AIM OF THE EXERCISE
Quote the data below in full, minus the images.

RECORDS FOR PROCESSING
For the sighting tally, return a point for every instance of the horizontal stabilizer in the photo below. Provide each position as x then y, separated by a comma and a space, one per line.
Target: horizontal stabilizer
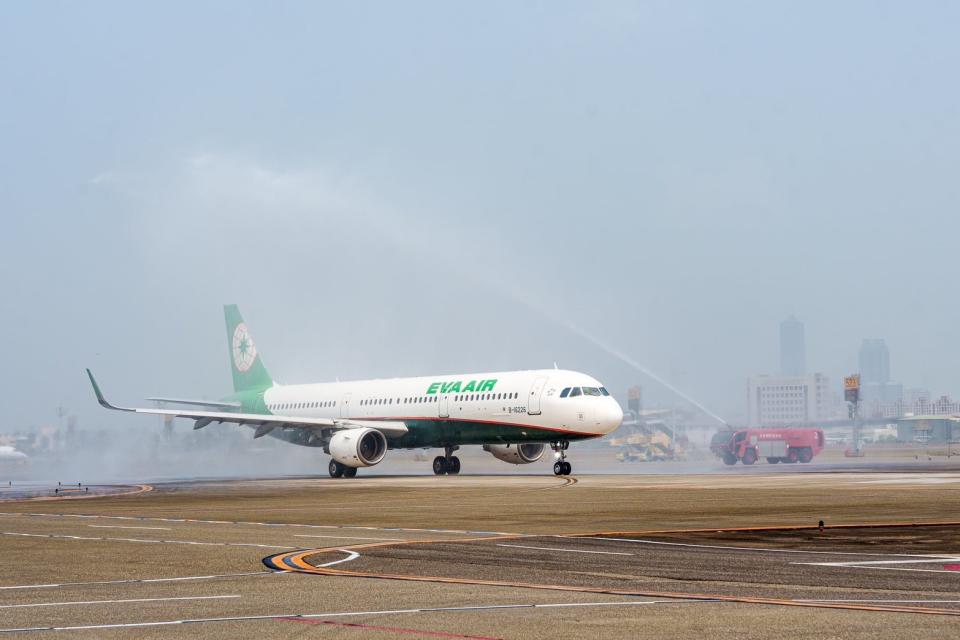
198, 403
260, 420
263, 430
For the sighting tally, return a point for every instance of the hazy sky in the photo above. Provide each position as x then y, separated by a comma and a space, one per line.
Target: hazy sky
410, 188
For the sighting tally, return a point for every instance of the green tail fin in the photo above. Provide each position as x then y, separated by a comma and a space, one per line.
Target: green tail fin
245, 363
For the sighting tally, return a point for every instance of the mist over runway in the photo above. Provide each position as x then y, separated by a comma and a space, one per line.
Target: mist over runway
492, 556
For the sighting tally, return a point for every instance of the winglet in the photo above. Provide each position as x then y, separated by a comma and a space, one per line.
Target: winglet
96, 390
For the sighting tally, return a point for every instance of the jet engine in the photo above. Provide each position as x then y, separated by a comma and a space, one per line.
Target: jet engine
358, 447
515, 453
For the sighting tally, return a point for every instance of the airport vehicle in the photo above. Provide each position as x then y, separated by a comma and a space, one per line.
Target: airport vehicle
514, 415
649, 441
776, 445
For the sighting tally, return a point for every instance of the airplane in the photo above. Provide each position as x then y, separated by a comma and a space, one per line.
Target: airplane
10, 454
513, 415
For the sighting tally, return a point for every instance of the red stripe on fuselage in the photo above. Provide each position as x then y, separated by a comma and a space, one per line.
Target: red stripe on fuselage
586, 434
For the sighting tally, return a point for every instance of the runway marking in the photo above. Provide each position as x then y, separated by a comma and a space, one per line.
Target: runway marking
295, 561
140, 488
865, 563
351, 555
307, 535
144, 540
608, 553
761, 549
342, 614
897, 601
398, 630
255, 524
120, 526
567, 482
132, 600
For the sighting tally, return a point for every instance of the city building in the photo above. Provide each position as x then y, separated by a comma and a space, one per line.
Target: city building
878, 395
874, 361
793, 348
788, 400
932, 429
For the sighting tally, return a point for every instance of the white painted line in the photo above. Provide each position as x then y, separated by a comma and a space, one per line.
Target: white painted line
606, 553
119, 526
760, 549
353, 555
75, 602
206, 544
307, 535
346, 614
60, 585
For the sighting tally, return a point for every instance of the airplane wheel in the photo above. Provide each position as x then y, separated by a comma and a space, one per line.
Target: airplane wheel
453, 465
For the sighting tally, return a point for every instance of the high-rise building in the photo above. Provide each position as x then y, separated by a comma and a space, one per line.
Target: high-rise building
793, 348
877, 392
874, 361
788, 400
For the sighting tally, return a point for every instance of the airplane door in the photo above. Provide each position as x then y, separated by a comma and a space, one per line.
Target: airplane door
443, 402
533, 400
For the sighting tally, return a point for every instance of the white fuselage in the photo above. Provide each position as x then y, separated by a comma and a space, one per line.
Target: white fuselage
528, 403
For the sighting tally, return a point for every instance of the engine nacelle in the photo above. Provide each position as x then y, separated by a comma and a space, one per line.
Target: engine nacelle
516, 453
358, 447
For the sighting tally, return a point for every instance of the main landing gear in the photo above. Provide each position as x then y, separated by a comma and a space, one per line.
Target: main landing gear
447, 463
561, 467
338, 470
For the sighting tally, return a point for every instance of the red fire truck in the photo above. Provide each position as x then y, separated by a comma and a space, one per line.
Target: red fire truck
776, 445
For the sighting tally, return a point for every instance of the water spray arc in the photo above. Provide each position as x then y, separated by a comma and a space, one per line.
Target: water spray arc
619, 355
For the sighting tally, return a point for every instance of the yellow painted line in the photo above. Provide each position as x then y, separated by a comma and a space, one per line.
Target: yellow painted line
298, 558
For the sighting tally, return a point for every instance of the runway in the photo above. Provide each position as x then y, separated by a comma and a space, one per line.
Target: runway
490, 557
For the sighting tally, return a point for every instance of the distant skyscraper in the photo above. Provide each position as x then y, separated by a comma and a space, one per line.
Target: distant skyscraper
877, 393
874, 362
793, 348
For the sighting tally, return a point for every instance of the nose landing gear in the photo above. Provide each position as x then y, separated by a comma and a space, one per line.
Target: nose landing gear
561, 467
448, 463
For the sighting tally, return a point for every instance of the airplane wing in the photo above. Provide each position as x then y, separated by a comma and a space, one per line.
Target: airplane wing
264, 423
197, 403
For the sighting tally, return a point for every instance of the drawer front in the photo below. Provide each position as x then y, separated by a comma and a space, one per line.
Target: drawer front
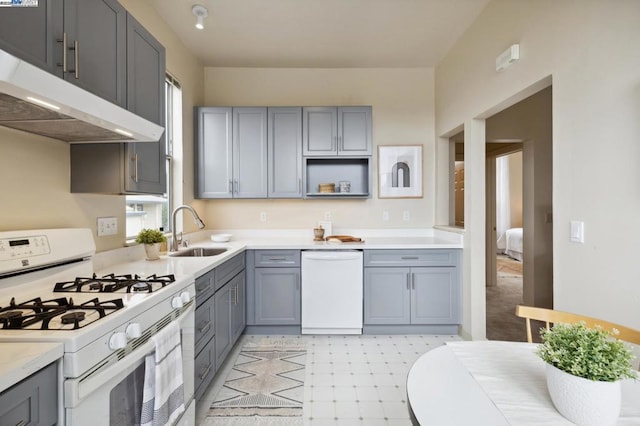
228, 270
277, 258
422, 257
204, 369
204, 287
204, 325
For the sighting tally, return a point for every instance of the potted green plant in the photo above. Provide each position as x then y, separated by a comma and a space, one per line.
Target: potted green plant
151, 238
584, 369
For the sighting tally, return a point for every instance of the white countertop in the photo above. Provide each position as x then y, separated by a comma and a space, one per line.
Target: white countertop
132, 261
20, 360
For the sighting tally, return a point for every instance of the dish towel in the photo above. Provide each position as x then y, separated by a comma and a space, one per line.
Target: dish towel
163, 393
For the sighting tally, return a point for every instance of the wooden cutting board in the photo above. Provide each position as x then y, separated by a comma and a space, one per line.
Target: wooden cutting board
344, 239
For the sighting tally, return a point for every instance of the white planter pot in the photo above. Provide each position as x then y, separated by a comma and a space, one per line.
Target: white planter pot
584, 402
152, 251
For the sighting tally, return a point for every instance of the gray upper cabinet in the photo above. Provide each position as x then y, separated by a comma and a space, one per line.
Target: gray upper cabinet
82, 41
214, 152
284, 150
231, 152
96, 35
329, 131
146, 162
30, 33
133, 168
249, 152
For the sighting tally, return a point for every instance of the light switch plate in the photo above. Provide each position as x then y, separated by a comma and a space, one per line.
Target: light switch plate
107, 226
577, 231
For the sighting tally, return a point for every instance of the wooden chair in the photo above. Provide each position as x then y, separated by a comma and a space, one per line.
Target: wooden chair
550, 316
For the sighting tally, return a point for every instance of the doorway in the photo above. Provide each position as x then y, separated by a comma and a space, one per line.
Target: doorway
524, 238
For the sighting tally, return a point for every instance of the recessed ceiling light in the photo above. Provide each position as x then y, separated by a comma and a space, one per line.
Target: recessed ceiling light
200, 12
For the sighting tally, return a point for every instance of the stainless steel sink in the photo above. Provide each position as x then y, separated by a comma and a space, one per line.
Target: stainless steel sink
198, 252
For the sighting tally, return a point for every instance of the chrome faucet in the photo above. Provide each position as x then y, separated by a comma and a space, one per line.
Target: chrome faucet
175, 242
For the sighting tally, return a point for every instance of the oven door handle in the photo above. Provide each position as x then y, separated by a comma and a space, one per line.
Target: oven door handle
78, 389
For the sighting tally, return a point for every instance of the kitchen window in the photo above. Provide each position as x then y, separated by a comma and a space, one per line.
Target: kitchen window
154, 211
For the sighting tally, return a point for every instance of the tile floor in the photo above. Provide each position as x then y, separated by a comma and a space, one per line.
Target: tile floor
351, 380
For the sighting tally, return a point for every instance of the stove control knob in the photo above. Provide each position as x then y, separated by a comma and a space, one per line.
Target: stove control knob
133, 331
176, 302
118, 340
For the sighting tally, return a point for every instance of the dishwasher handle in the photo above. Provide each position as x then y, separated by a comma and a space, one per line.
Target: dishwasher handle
332, 255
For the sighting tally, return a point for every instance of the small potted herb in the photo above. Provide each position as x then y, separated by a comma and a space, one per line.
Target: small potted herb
151, 238
584, 369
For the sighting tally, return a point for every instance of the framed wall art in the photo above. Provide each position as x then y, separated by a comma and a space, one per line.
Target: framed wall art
400, 171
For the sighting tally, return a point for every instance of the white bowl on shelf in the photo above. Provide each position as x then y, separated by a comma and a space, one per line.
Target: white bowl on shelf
220, 238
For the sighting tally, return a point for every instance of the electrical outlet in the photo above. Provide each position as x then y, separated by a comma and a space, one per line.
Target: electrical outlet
107, 226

ANSWER TO THIS EXERCISE
For the sighting tally, return a point for every instance of the horizontal stabilizer in the photo below. Provide each position as x then y, separated by a comma and a space, one per line.
Target: horizontal stabilizer
198, 403
260, 420
263, 430
For the sighting tally, return a point for every instance of the hazy sky in the photo above. Provide each position as x then y, separated by a comma and a space, one per line.
Target: hazy sky
410, 188
For the sighting tally, return a point for every instance of the green tail fin in the photo above. Provide each position as x then y, separated by a comma and a space, one per line.
Target: green tail fin
245, 363
For the sighting tally, return a point for every instance of the mist over runway in the photo above. Provide each position as x then y, separated by a comma and a space, one per line.
Target: mist over runway
492, 556
For the sighting tally, return a point for every instance of the winglet in the photo above. Provide each position as x then y, separated by a comma and a space, one per line.
Target: winglet
96, 390
For the sighting tally, return a point for every instance of the jet engine in the photo above. Provide each position as x then y, separated by a comma and a space, one per line.
Target: jet engine
358, 447
515, 453
For the sighting tally, return a point for every instance of the airport vehicle in the photo above. Provide each position as x then y, separated by a comma and a space, one per line.
Target: airport vehicle
514, 415
649, 441
776, 445
For the sighting tally, return a point for every instance of the airplane in the photo above. Provide each position as x then y, separated by a comma and a space, one per line.
Target: airplane
10, 454
513, 415
For the sighting tally, return a point for every instance of the red stripe on fuselage in the photo above. Provide each position as x then y, separated by a comma and a space, one per line.
Target: red stripe on fuselage
586, 434
For the sighting tally, return a point for every instance of the runway marking in the photo above. Provide each position as x then y, separated by a comma and a space, one per line.
Target: runway marking
295, 561
140, 488
865, 563
351, 555
307, 535
144, 540
608, 553
761, 549
342, 614
897, 601
398, 630
255, 524
120, 526
567, 482
132, 600
For the sighting tally, return a point for every instance of the city building in the photo above. Provide each position as x then y, separated by a comma and a space, one per line.
Target: city building
878, 395
874, 361
793, 348
788, 400
932, 429
For the sighting tally, return a point for every instance of the white painted line in the photo above. Provide each position as x then y, separated by a comma and a space, one per line.
Target: white painted line
606, 553
119, 526
760, 549
353, 555
75, 602
206, 544
307, 535
346, 614
60, 585
For the sighting tally, return a point for every instance of the airplane wheel in the photo above. Provide each position as x then y, separated by a comma and a space, one per line.
Target: airplane wheel
453, 465
For the sighting tally, return a point for every instance of the high-rise building in the photo above. Provide each position as x then y, separated by a comma and a space, one per line.
Target: high-rise building
793, 348
877, 392
874, 361
788, 400
For the sighting tally, return a point for every instance of the airplane door in the photo above. Provide each position as x then y, separated by a comma and a space, one per line.
Target: airplane door
443, 402
533, 400
For the sighting tally, return a point for every instance of the white fuselage in the photo above. Provide each position as x then y, separated by a comma and a space, one per line.
Target: white fuselage
528, 403
For the sighting tally, return a point for every instance of the engine nacelle in the photo above. Provide each position as x then y, separated by a comma and a space, one per line.
Target: engine nacelle
516, 453
358, 447
For the sighting tally, return a point for every instance of the main landing gear in the photo above. Provide each position as x then y, separated by a comma and a space, one per line.
Target: main landing gear
447, 463
561, 467
338, 470
For the sighting tally, return a point for every instance of the red fire truck in the photo above. Provide each position as x then y, separated by a comma and a space, one per line.
Target: red fire truck
776, 445
For the sighting tally, return a point for every instance of the water spray arc in the photo above. Provide each position as x then y, separated by a comma and a space, one per line.
Target: water spray arc
619, 355
For the sighting tally, return a point for every instance of the yellow painted line in the photo above. Provide each position as x then y, separated by a comma and a space, one per line.
Target: yellow painted line
298, 558
For the sighting tally, return a point for every instance of the runway in the photo above. Provide each position as x then y, separated by a comma and a space, one per line.
Target: runway
490, 557
For the sighting tally, return a point for every instance of the distant skyscraper in the photo above. Provide each position as x then y, separated by a comma and a space, one per line.
Target: distant skyscraper
877, 393
874, 362
793, 348
For the sighting tally, return a point for every instance of the nose landing gear in the photo above. Provide each position as x then y, separated by a comma and a space, one per line.
Target: nose landing gear
561, 467
448, 463
For the sighting tally, return a point for every instance of the airplane wing in the photo above. Provide each position as x then y, separated by a comma and a space, one per line.
Target: airplane wing
264, 423
197, 403
For the sighting tally, return a point for every instance of the drawer front in the photo below. Provide each position as x then y, separated by a comma and a space, one per line.
Target: drawer front
228, 270
277, 258
422, 257
204, 369
204, 287
204, 325
For the sighting tally, return a point for every instance of the potted green plant in the photo above. Provide each position as x then y, separated by a comma and a space, one per line.
Target: potted green plant
151, 238
584, 369
For the sighting tally, return a point for every instance of the white countertop in the photo above. Provide each position as x then y, separated by a comma and a space, one per line.
Target: white countertop
132, 261
20, 360
For the sighting tally, return a point for every instance of the dish towel in the photo above. Provide each position as x then y, separated by a comma and a space, one per line.
Target: dish towel
163, 393
For the sighting tally, return a point for every instance of the wooden cutting board in the photo above. Provide each position as x then y, separated by a comma and a space, one per line.
Target: wooden cutting board
344, 239
For the sighting tally, return a point for every instance of the white planter pot in the photo above. Provide each position as x then y, separated by a comma and a space, one per line.
Target: white planter pot
584, 402
152, 251
For the sighting tally, return a point for every instance of the gray upper cabinet in the photo above. Provide each position as x then y, separated by a comma and a space, one per line.
Target: gray upper cabinet
82, 41
214, 152
284, 150
231, 152
96, 35
329, 131
146, 162
30, 33
133, 168
249, 152
For the sighting tally, return a point for every instance of the light switch plate in the photo above. Provide each position as x then y, separated by a comma and a space, one per line.
Target: light switch plate
107, 226
577, 231
For the sighting tally, return a point for every instance of the wooden chair in the photo above. Provide each position as x then y, separated by a comma and a space, one per line.
Target: wooden chair
550, 316
For the sighting tally, return a point for every instance of the doorway in the photo above. Provide each position as x then y, separated by a comma and a space, one per line.
Target: doorway
524, 238
For the sighting tally, return a point for every instance of the recessed ceiling light in the photo above. Provide each position as x then y, separated by a comma and a space, one per line.
Target: recessed ceiling light
200, 12
For the sighting tally, return a point for every instance of the stainless steel sink in the photo above. Provide each position as x then y, separated by a comma and a space, one per line.
Target: stainless steel sink
198, 252
For the sighting tally, return a point for every instance of the chrome faucet in the photo above. Provide each position as x then y, separated by a comma and a space, one per line.
Target: chrome faucet
175, 242
For the sighting tally, return a point for every instance of the oven door handle in the photo above. Provide each position as x then y, separated by a comma and a space, one per line.
Target: oven door handle
78, 389
For the sighting tally, return a point for every instance of the kitchen window in the photo above. Provide each position as x then y, separated by a comma and a space, one per line.
Target: kitchen window
154, 211
For the sighting tally, return a point for every instance of the tile floor in the photo above. Provide each position as x then y, separated by a comma and a space, one per line.
Target: tile floor
351, 380
For the sighting tally, return a point for every instance of the stove control knob in the photo above. Provide each position as x then y, separated by a comma and a space, one per line.
Target: stove control knob
133, 331
176, 302
118, 340
For the sighting tally, return a point for every instance of the dishwasher handle in the photo above. Provide each position as x then y, separated by a comma and a space, one per line.
Target: dishwasher handle
332, 255
For the sighting tally, return a point for every instance of the small potted herb in the photo above. Provide each position as x then y, separated by a comma and a space, one per line.
Target: small potted herb
151, 238
584, 369
For the sighting tally, return a point for every instance of the framed wall art in the photo above. Provide each position as x then y, separated by a comma and a space, one per line.
Target: framed wall art
400, 171
For the sighting tally, return a point for every instance of the white bowl on shelf in the photo above. Provide each position as x then y, separated by a comma and a space, one per line.
Target: white bowl on shelf
220, 238
For the sighting tally, return a point for every instance of the electrical outlet in the photo above. Provide each position as x then y, separated by a comma and a space, one per line.
Target: electrical outlet
107, 226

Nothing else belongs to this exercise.